AIM OF THE EXERCISE: The word "green" marks the lines you need; copy each of them from the data.
^^^^^^^^
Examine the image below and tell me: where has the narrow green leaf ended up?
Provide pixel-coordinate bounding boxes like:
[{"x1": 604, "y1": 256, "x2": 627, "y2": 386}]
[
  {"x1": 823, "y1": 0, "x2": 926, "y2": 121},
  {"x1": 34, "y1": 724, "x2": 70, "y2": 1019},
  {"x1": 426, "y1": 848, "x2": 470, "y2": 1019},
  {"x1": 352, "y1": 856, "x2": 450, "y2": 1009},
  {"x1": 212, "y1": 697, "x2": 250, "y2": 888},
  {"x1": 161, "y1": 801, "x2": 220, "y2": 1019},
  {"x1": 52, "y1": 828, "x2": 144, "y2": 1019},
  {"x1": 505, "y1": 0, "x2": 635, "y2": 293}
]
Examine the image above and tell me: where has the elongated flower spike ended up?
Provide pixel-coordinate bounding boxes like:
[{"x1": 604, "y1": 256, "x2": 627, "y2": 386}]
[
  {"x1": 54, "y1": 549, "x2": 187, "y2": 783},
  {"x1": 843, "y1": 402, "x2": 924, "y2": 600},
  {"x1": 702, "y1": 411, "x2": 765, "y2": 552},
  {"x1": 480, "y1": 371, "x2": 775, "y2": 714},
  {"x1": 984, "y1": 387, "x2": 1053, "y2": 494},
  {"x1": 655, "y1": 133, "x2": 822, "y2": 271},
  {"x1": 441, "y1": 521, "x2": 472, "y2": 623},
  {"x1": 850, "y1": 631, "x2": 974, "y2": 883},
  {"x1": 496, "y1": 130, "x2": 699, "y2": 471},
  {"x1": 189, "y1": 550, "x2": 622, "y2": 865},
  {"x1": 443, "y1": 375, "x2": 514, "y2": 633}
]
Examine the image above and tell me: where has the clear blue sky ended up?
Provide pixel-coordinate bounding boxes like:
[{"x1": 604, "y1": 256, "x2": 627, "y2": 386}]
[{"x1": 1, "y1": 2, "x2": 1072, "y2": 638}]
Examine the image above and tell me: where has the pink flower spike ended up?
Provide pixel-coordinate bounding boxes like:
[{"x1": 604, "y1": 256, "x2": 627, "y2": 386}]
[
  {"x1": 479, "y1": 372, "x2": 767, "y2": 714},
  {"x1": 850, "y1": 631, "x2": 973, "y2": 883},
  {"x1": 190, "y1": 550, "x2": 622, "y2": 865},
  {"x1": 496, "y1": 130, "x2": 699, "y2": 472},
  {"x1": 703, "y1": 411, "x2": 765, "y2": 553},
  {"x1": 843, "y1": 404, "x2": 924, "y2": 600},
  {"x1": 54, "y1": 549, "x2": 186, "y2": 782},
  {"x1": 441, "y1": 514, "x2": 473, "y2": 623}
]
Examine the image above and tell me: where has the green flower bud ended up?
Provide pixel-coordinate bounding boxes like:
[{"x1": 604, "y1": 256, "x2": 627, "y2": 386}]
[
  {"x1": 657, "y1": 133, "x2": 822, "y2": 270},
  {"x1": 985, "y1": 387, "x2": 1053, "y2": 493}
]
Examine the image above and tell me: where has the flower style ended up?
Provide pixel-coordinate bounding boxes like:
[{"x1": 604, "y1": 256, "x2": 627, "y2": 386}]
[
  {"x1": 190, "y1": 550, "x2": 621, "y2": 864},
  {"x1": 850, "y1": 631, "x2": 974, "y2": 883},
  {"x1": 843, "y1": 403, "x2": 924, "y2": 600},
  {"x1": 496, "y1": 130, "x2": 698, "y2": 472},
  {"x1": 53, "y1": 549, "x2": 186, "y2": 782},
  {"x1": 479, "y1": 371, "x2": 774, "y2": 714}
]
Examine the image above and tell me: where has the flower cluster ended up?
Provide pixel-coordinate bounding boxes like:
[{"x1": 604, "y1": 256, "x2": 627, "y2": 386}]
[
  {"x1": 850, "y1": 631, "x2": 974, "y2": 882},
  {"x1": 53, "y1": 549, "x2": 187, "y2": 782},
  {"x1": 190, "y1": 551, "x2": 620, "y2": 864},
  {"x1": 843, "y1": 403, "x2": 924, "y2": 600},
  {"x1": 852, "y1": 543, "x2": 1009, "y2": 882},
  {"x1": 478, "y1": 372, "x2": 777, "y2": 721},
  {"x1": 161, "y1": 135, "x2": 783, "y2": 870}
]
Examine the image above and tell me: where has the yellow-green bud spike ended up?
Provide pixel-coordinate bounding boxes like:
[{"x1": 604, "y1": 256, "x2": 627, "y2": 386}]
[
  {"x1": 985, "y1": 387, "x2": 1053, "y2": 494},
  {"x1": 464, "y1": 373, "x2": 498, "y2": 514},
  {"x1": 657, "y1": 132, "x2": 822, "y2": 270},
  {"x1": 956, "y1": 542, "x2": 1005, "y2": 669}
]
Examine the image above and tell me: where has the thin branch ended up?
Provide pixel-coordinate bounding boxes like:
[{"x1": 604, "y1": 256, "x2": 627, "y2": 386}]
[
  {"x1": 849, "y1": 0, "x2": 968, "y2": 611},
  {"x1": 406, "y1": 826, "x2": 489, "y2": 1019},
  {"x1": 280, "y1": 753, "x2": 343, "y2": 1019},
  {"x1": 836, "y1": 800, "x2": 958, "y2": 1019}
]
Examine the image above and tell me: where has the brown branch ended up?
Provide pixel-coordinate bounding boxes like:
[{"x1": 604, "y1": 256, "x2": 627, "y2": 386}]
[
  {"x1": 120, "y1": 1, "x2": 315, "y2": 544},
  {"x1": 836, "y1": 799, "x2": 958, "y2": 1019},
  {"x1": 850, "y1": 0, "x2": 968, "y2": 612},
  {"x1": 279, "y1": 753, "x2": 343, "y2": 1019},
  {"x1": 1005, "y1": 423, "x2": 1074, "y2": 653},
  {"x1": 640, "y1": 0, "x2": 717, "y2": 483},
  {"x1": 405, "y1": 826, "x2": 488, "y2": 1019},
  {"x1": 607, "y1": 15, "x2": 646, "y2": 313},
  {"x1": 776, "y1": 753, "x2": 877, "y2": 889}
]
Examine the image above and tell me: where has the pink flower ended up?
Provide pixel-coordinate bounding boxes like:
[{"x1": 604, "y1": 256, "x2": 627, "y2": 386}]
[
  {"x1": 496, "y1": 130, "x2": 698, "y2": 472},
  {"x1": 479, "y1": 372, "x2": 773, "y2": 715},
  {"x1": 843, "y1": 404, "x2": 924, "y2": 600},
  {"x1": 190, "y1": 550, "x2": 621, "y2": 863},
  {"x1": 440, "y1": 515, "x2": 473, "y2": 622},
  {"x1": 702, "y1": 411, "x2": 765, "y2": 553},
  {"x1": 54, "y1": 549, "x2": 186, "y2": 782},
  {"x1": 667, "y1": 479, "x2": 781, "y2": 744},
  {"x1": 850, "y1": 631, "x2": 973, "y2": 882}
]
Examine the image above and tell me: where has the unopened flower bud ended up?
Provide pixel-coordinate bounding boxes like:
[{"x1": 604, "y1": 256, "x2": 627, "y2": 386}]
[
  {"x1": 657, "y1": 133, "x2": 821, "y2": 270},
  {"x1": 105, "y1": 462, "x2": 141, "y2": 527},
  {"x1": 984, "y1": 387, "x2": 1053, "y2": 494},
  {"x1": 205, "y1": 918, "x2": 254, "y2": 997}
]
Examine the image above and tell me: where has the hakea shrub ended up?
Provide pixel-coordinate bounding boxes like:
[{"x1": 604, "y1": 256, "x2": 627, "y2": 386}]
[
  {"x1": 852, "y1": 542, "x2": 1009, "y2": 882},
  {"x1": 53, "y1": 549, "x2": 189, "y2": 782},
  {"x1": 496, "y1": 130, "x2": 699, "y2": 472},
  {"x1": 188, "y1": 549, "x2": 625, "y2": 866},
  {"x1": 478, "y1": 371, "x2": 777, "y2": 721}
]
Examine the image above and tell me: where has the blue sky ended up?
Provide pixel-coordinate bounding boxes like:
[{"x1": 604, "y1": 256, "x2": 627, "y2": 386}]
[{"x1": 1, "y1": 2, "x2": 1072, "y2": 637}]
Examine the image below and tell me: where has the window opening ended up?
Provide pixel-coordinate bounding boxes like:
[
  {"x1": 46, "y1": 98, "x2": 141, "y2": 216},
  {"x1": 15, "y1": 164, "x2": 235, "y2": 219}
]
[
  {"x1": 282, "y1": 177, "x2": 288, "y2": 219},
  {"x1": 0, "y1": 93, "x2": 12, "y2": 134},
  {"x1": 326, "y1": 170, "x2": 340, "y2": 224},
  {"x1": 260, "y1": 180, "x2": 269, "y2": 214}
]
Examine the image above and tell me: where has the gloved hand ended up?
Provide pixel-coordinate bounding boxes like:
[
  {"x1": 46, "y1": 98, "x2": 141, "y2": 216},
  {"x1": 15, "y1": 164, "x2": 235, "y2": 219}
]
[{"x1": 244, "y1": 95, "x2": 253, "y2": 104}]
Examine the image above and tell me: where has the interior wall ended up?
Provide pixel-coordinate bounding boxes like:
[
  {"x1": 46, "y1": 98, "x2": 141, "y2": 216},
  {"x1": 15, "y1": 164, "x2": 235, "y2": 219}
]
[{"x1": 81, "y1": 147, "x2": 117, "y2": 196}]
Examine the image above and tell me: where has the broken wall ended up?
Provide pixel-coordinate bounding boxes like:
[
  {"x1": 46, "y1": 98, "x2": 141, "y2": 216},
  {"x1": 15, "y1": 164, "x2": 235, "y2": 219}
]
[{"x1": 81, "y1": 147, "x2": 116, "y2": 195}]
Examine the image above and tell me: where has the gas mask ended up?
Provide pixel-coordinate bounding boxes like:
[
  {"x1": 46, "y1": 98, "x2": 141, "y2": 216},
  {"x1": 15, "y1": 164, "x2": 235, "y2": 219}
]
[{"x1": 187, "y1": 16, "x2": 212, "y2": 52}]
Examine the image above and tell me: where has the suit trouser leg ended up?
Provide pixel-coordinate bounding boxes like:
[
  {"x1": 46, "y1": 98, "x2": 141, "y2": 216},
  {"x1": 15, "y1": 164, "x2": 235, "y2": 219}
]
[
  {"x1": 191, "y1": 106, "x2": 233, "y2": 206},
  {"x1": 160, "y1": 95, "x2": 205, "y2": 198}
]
^^^^^^^^
ANSWER FOR THIS EXERCISE:
Examine the image below and tell me: where has the narrow green leaf ended up?
Examine the image above and tell me: where has the green flower bud ended up?
Examine the image above and tell me: where has the yellow-green bud spike ended up?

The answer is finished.